Data provided.
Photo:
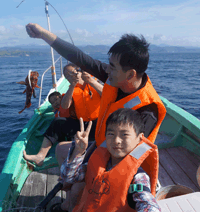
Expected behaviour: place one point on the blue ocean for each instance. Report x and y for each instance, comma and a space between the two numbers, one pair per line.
175, 76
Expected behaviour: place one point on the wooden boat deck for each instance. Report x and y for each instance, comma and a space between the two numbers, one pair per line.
177, 166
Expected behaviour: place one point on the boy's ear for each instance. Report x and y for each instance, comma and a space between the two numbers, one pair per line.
131, 73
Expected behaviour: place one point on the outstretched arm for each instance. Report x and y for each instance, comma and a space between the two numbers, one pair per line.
69, 52
36, 31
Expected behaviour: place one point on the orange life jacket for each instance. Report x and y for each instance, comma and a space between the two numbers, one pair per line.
144, 96
107, 190
61, 112
86, 106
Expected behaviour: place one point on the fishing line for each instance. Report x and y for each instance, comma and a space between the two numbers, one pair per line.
61, 20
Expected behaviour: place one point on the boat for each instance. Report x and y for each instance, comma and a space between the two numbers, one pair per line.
24, 186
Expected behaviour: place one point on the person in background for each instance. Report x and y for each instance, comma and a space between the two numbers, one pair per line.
126, 83
81, 100
122, 172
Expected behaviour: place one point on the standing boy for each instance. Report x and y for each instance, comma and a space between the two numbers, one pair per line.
126, 83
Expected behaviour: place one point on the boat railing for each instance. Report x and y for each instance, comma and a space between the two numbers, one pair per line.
53, 73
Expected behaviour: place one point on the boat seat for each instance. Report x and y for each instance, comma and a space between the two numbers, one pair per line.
188, 202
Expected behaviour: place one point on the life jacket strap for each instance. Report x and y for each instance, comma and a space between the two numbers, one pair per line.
133, 188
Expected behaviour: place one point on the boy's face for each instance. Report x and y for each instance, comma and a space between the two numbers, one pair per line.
55, 101
121, 140
70, 70
115, 73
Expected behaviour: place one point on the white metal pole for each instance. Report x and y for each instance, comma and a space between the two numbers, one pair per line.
53, 72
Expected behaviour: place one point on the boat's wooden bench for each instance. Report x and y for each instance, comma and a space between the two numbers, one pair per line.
177, 166
184, 203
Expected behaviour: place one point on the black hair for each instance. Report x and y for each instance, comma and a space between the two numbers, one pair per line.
127, 116
70, 64
56, 93
133, 53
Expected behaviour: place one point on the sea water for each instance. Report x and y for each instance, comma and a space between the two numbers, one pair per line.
175, 76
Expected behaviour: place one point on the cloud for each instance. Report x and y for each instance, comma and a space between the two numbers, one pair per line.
84, 32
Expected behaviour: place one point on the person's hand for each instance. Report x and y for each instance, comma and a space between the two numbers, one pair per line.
86, 77
81, 138
34, 30
73, 77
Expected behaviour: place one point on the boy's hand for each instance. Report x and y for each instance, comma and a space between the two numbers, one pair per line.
86, 77
81, 138
34, 30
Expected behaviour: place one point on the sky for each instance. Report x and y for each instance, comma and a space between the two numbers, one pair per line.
103, 22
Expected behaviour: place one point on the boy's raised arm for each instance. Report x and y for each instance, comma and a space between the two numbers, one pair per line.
92, 82
69, 51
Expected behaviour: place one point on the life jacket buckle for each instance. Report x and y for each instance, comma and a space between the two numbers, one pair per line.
135, 188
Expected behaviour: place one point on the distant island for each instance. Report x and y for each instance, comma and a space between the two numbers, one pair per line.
37, 50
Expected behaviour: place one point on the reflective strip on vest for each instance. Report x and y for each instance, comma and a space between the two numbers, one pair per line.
103, 144
140, 150
132, 103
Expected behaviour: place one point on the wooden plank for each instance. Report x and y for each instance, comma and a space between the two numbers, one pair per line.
33, 191
191, 156
173, 169
52, 180
186, 165
164, 177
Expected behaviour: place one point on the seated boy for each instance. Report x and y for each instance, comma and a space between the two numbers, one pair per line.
81, 100
55, 99
121, 174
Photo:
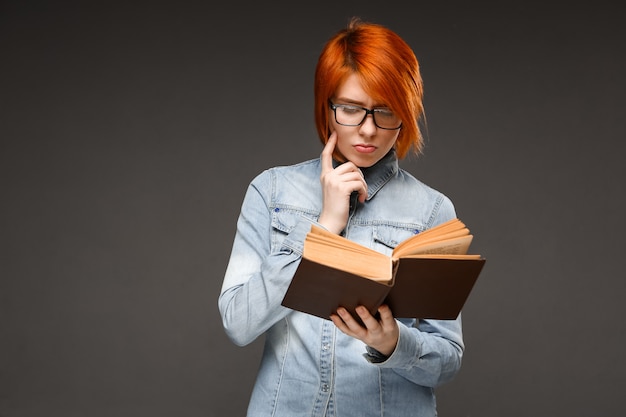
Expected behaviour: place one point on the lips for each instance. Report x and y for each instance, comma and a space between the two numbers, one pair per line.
365, 148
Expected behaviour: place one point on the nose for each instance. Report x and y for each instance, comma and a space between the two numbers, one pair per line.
368, 127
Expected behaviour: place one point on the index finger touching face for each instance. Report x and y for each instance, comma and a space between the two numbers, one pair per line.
327, 153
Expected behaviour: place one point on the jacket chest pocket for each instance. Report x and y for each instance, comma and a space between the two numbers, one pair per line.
283, 222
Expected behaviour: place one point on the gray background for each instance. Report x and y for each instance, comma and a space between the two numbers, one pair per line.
130, 131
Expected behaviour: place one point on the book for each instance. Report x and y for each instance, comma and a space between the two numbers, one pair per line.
427, 276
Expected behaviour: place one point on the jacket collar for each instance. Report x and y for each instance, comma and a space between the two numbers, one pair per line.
380, 173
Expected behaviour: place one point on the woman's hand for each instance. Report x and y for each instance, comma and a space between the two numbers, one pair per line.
337, 186
381, 334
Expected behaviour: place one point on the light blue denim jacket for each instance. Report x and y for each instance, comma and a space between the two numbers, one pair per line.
308, 367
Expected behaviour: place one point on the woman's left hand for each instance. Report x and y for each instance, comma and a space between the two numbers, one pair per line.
381, 334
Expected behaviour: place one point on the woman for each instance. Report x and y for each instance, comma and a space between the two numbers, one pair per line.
368, 102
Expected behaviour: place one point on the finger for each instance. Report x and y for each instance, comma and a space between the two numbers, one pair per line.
353, 326
370, 321
386, 315
327, 153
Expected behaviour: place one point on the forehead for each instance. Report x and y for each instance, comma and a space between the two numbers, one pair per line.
352, 90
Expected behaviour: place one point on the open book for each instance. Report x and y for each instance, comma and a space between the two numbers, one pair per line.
429, 275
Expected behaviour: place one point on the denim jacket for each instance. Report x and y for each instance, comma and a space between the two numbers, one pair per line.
309, 367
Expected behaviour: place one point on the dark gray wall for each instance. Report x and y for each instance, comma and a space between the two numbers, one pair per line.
129, 133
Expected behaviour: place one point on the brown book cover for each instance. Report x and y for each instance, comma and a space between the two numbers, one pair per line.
423, 288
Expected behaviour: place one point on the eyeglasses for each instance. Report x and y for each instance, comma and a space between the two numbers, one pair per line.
351, 115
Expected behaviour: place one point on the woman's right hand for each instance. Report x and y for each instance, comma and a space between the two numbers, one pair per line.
337, 186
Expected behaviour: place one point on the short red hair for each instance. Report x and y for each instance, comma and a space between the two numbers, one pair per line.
389, 73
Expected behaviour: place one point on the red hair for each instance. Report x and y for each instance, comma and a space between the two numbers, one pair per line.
388, 71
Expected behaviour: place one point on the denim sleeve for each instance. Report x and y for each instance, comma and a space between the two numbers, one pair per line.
257, 277
430, 353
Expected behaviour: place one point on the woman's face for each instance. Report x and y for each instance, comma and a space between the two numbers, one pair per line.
366, 144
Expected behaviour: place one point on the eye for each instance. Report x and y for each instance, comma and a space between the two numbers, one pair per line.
351, 109
385, 113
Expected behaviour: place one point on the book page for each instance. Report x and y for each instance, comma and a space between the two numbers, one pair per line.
340, 253
445, 233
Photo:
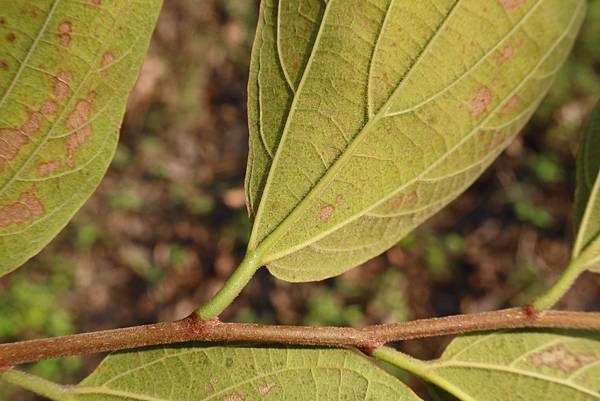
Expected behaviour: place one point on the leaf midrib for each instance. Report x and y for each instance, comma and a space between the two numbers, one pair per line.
290, 219
276, 233
142, 397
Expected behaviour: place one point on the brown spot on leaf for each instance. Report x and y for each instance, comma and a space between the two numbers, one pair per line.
326, 212
26, 207
405, 200
49, 107
505, 54
265, 389
558, 357
46, 168
511, 5
33, 123
12, 141
480, 101
107, 59
233, 397
497, 139
64, 33
61, 84
510, 107
79, 120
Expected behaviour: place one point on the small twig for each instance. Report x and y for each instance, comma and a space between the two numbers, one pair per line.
193, 328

Your goal. Copy all the material above exactly, but skip each image.

Answer box.
Photo:
Expected behaviour: place one point on the blue ocean for each instance. Report x and y for each instance, comma and a space between the two numbers, one pair per line.
175, 76
Expected behaviour: place one point on the wooden boat deck for each instance. Report x and y for each instance, comma and a space between the two numbers, one pair per line.
177, 166
Expected behaviour: place one point on the boy's ear for each instance. Report x and y for each instance, comma and a space between the two numbers, one pair per line.
131, 73
Expected behaviour: place one point on the outstretched arm for each instance. Report x and y for each instance, comma and a space between the two numbers, one pair per line.
69, 52
36, 31
Expected behaviour: place one point on the orange life jacket for each instance. Report x and y for each instance, comma and a space between the two numbers, one pair per line.
144, 96
107, 190
61, 112
86, 106
Expected behaviour: place one point on the fishing line for each instance. Report x and y for each instance, comma and a space between the two numbers, one pair per line.
61, 20
Expected behaviour: place one point on the boat for each instance. Report x and y for each instance, comma and a space between the two numbers, one pair per line.
24, 186
Expected behaviour: place one point on the person in background for each instance. Report x and y for each instance, comma and a space between the two numbers, one pair per line.
126, 83
81, 100
122, 172
Expected behaviour: place one point on the standing boy for each instance. Report x and y for each instance, comma and a space between the two numbers, one pair per line.
126, 83
Expected behaviour: place one point on the boat railing for each instance. Report x and y for each instance, comma and a space between the two numbers, one pair per line.
53, 73
Expected behaviour: place one point on the boat seat for each instance. Report x and y for each instance, comma and a space between the two numbers, one pair per line.
188, 202
Expected behaviour: place one point on the life jacket strap for each instance. Report x and y for each instance, comma and a space between the two numbers, one pair per line.
133, 188
Expected behaviour: place one point on the boy's face for each instance. Report x and y for each instance, comma and a space between the two numbers, one pair per line.
55, 101
121, 140
70, 70
115, 73
Expected behaviour: place one point on the white metal pole for each instance. Report x and y for each instance, comma and a space between the two numbers, one pair per line.
53, 72
Expected behaviour: place one point on the boat's wooden bench for each instance. Report x and y for each instance, comma and a space between the two numbers, one pair per line.
177, 166
184, 203
Expected behaviour: place one point on the black hair for each instance. Report x and y for each instance, comma and a space between the two numbers, one pair per line.
127, 116
70, 64
56, 93
133, 53
Expected behaviour: place one point on the sea water for each instance. Report x and y for each instance, comma and a space between the two numbers, one pair per line.
175, 76
Expected behaviour: place one point on the cloud for each instance. Report x and y for each instance, comma and a space between the two numbers, one pair per line.
84, 32
Expected behaviour: place one point on the person's hand for each instance. Report x and y for each instance, comma and a space between the two numbers, one pair per line.
86, 77
81, 138
34, 30
73, 77
Expected behaviour: place one point on the boy's hand for each instance. Report x and y for each instance, comma and a space between the two numbers, one pair per line.
86, 77
81, 138
34, 30
Expected behaviour: place one point on the sky for each instance. Report x and y for each instance, comma and a space between the two numbers, one pair per line.
103, 22
Expected behaviour: place one point on the boy's raised arm for each instance. Report x and y for each instance, comma and a space between the two numbers, one pair per line.
92, 82
69, 51
Expected behaviour: place one point on the life jacket buckle for each instance. Report x and y for each instance, comma and a space between the two numbers, one pair per line.
135, 188
Expected behaviour: place one point on the distant island for each instance. Report x and y for each instance, comma and a space between the two numbers, one pair per line.
37, 50
Expected behaviour: place one point on the reflective strip on vest for each instance. Report x and y for each instance, comma and a space between the two numbers, one pair per line.
103, 144
140, 150
132, 103
Expected behaviour: place one point on the wooden plank for each instance. Report x and y for each instance, comma and a space between the two numbers, one pair per line.
33, 191
191, 156
173, 169
52, 180
186, 165
164, 177
Expected behaviour: place one point on the seated boy for each instance. Report x and y for each instance, comma and a space between the two numbers, one pair per line.
81, 100
55, 99
121, 174
Photo:
Expected behaviour: place one point on the lips for each instance. Report x and y for each instance, comma and a space between the two numbers, one pair per line.
365, 148
Expected behaviour: place one point on the nose for each instance. Report x and y for each instance, comma and a space between the two numbers, one pair per line.
368, 127
Expected behaviour: place one point on the index finger touching face for each instance. Report x and y for each instance, comma and a space between the two numbers, one pair per line.
327, 153
Expected behaviour: place one point on the jacket chest pocket for each instance. Report x and y for each instance, comma and a space between the two numbers, one pair per line.
283, 222
Expected behaviour: place one point on the gray background for each instance. Report x and y for each instance, comma and a space between the two numbers, one pair per line.
130, 131
Expected behaviour: place one point on the book for each instance. Report x and y for each instance, comma and a space between the two numbers, one pair per line.
427, 276
Expected behaviour: place one point on the jacket collar for each instance. Report x and y for each instance, comma and a space between the two numbers, one pair per line.
380, 173
Expected behaviour: place one point on the woman's hand for each instance. Report x and y for each instance, comma and a space between the two numbers, one pair per line.
337, 186
381, 334
Expected behaviour: place one point on the light blue denim jacket for each instance. Report x and y for each instance, comma and a space between the two numbers, one pair per line.
308, 367
Expected behaviour: place one point on the woman's left hand for each instance. Report x and y for each instance, comma and a space between the two numbers, one pair per line.
381, 334
Expected behaviour: place one point on the woman for each instance. Report x and y for each instance, comma and a space between the two numbers, one pair per line.
368, 102
Expected behaviour: place one point on the finger for each instance. Report x and y for each instance, comma and a space between the two numbers, one pair per line.
353, 326
370, 321
386, 315
327, 153
Expected behaviour: place one point on the forehead for each instance. Report x and y for each instance, comma and a space between the two numbers, one pair per line.
352, 90
Expected behaviour: place one point on the open book for each instance. Report x and y for each instance, comma and a space between the two numbers, one pair per line.
429, 275
Expected behaviour: place one point on the denim jacket for each instance. Report x and y for each instance, comma and a space between the two numbers, one pair per line.
309, 367
Expected behaviour: place one point on the dark gray wall for each instance. Report x and y for each instance, comma and a space between the two numbers, one pair per line.
129, 133
Expected behaviour: place one point on the brown book cover for each instance. Report x and y for each instance, comma and a space between the two numbers, one pair per line.
423, 288
Expected behaviour: place one point on the eyeglasses for each instance. Report x and y for each instance, comma and a space between the two numbers, one pair per line.
351, 115
Expected behaviour: place one point on the woman's right hand for each instance. Report x and y for each instance, comma and a space between the two numbers, one pair per line.
337, 186
Expected behaviour: place one point on the short red hair for each instance. Report x and y for each instance, comma and a space between the two numbers, one pair per line.
389, 73
Expected behaviour: place one point on the red hair for each instance. Report x and y for each instance, comma and a space between the two numbers, one pair per line.
388, 71
Expected behaviour: place one point on the denim sleeve for each instance. Report x and y for each instance, comma and a space between the two numbers, one pair per line.
257, 277
430, 353
Expected behaviour: place one point on the woman's face for each instance. Report x and y for each instance, comma and a space between the two numbers, one pair per line.
366, 144
Expected behaviour: place one point on the eye for each instance. Report x and y for each instance, comma and a space between the two numbers, one pair per line.
351, 109
385, 113
Expected behaviour: place one point on the book page for each instance. Report x and y for each instance, comma and a space between the two numbers, one pair per line.
340, 253
445, 233
Photo:
Expected behaviour: place one point on the leaf midrib for each instance. Report x and y for each instance, comma and a space between the two numbers, one pair per line.
290, 219
276, 233
142, 397
Expected behaviour: place one point on the brown spot on leaf for each instance. Report x and y for each instance, comma and a space between the two numbers, one pair per line.
326, 212
26, 207
405, 200
49, 107
505, 54
265, 389
558, 357
46, 168
511, 5
33, 123
12, 141
480, 101
107, 59
233, 397
497, 139
64, 33
61, 84
510, 107
79, 120
Expected behaviour: place one point on the small twig for each instance. Report x and y for each instance, comma and a space between the two numbers, one pair per line.
193, 328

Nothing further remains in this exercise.